• Page excerpt
== == ==
Pitcher plants grow one tall and elegant leaf that curls itself into a tunnel with a lip that stands just barely agape. It is a long hallway of a plant with a door that does not quite close – voices murmuring forth whisper an entire lifetime of half-heard and misunderstood secrets.

A carnivorous plant, the pitcher lures flies into that gorgeous throat with a scent of rotting nectar. Then a bat comes and slips its delicate tongue, perfectly evolved to lick down into the ichorous belly to feast on the half-digested soup of insect prey. It leaves behind nutrient rich guano in exchange and together the pitcher and the bat are nourished and satisfied.

Where I live now, much farther north than those long-tongued bats, pitcher plants fill whole bogs with the gardens of themselves. They are smaller than their tropical cousins and their symbiosis is only with a single species of fly, who lives as a larvae floating on the tiny pond of digestive juices until it is ready to helicopter out of this familiar womb into that strange sliver of blue at the edge of the known world. Once fully grown, the fly will return to pollinate and then lay eggs in the plant that was once its home.
== == ==
• Source data
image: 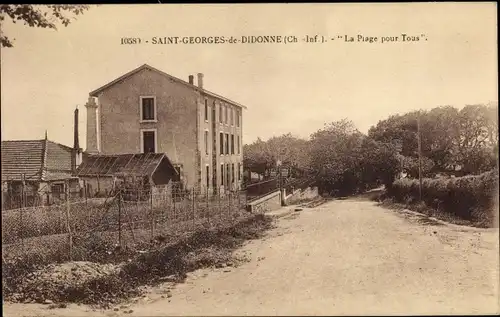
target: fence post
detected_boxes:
== == ==
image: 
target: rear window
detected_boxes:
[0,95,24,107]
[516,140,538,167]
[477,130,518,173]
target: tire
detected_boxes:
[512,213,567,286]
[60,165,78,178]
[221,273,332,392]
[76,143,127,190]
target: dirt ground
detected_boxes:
== == ==
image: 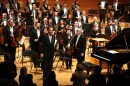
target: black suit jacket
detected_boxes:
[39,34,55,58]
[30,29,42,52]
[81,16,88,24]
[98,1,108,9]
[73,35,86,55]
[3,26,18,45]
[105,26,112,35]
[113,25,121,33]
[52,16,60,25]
== == ==
• Problem description
Copy out the entire passage about pitcher plants from above, word for word.

• Answer box
Pitcher plants grow one tall and elegant leaf that curls itself into a tunnel with a lip that stands just barely agape. It is a long hallway of a plant with a door that does not quite close – voices murmuring forth whisper an entire lifetime of half-heard and misunderstood secrets.

A carnivorous plant, the pitcher lures flies into that gorgeous throat with a scent of rotting nectar. Then a bat comes and slips its delicate tongue, perfectly evolved to lick down into the ichorous belly to feast on the half-digested soup of insect prey. It leaves behind nutrient rich guano in exchange and together the pitcher and the bat are nourished and satisfied.

Where I live now, much farther north than those long-tongued bats, pitcher plants fill whole bogs with the gardens of themselves. They are smaller than their tropical cousins and their symbiosis is only with a single species of fly, who lives as a larvae floating on the tiny pond of digestive juices until it is ready to helicopter out of this familiar womb into that strange sliver of blue at the edge of the known world. Once fully grown, the fly will return to pollinate and then lay eggs in the plant that was once its home.